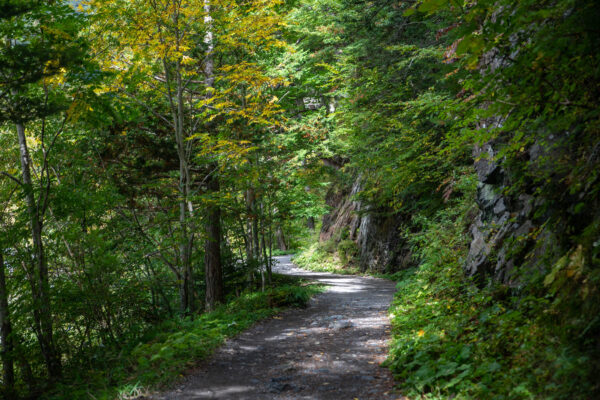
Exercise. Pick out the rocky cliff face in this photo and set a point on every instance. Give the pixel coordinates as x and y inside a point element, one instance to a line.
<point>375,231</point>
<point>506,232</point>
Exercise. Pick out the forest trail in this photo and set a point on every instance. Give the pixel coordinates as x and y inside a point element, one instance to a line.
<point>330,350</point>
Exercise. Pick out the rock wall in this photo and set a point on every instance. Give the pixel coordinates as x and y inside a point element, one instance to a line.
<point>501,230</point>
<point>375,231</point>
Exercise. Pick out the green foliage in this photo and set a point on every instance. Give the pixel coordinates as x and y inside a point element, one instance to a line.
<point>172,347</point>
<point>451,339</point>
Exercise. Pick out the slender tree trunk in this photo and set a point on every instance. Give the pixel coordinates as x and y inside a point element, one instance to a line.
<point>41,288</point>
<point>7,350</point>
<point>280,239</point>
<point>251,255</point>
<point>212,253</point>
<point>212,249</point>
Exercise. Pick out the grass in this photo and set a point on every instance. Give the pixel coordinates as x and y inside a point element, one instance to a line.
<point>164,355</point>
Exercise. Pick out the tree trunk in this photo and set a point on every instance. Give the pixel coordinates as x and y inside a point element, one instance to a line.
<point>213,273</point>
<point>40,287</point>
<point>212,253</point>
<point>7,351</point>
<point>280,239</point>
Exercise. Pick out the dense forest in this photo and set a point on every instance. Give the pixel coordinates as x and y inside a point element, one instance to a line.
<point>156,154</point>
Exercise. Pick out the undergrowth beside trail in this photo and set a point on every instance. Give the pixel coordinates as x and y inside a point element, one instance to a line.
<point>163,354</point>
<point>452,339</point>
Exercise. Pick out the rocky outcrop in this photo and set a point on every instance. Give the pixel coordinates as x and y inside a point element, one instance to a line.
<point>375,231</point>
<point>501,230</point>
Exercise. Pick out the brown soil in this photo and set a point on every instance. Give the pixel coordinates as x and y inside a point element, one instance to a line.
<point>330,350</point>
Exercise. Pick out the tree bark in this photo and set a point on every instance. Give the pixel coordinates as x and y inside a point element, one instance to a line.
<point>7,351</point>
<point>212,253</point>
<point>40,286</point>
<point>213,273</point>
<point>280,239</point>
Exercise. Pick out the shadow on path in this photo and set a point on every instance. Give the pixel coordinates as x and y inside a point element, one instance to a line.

━━━━━━━━━━

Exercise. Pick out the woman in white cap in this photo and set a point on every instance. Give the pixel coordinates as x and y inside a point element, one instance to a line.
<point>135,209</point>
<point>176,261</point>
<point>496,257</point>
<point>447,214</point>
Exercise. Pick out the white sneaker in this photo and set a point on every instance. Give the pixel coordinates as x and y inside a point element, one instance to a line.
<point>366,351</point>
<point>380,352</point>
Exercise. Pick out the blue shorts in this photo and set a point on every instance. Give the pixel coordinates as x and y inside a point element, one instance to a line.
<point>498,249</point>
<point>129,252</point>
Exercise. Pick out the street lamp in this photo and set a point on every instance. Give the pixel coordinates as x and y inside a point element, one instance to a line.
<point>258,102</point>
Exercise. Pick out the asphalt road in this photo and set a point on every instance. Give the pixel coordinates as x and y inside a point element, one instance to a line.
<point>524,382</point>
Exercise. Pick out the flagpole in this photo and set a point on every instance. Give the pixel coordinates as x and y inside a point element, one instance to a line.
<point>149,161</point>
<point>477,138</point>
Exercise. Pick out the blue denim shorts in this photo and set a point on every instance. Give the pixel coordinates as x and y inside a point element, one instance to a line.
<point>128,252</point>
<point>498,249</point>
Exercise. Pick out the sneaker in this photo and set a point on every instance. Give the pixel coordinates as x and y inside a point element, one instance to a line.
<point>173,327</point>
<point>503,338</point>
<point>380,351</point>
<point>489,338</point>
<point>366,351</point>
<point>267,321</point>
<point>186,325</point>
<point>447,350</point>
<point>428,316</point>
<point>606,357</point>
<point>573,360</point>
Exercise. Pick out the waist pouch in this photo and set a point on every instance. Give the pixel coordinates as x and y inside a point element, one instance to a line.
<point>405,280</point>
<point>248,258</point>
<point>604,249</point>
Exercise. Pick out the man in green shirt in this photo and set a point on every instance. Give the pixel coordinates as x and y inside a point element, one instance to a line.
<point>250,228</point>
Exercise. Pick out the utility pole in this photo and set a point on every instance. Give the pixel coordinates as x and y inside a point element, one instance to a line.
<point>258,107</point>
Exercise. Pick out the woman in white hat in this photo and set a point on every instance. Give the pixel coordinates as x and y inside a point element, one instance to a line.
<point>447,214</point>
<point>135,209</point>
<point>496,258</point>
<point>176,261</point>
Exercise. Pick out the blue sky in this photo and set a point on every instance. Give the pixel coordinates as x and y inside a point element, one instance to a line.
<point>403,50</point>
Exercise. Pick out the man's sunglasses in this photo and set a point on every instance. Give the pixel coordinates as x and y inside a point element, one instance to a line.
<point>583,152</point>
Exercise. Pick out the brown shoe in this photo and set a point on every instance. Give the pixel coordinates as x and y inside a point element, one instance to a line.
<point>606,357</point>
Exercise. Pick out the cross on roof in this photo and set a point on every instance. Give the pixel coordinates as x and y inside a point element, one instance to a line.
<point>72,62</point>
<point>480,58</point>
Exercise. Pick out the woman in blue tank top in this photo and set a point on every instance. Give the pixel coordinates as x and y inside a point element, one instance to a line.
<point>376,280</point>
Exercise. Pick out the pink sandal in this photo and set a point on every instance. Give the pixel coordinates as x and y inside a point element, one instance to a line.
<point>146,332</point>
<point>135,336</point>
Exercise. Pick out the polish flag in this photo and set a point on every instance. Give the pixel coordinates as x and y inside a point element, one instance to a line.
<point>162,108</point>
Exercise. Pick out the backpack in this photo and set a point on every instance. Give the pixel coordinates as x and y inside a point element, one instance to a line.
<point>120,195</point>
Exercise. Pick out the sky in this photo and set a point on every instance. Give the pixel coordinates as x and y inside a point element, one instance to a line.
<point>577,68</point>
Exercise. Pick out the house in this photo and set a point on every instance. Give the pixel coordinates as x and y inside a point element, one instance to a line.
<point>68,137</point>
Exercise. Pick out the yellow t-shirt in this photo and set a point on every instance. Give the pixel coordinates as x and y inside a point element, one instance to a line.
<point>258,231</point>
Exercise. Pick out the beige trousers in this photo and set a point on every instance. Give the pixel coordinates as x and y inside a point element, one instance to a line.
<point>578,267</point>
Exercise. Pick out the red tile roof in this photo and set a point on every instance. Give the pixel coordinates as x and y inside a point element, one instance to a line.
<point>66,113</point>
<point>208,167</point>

━━━━━━━━━━

◆ **Required task**: Rewrite everything from "Exercise. Pick out the yellow" down to "<point>258,231</point>" in the data, putting "green hoodie" in place of "yellow t-shirt" and leaving the rest unchanged.

◆ **Written solution**:
Exercise. Pick out the green hoodie in this photo and set a point on every instance. Give the pixel coordinates as x and y inside a point element, one instance to a line.
<point>258,231</point>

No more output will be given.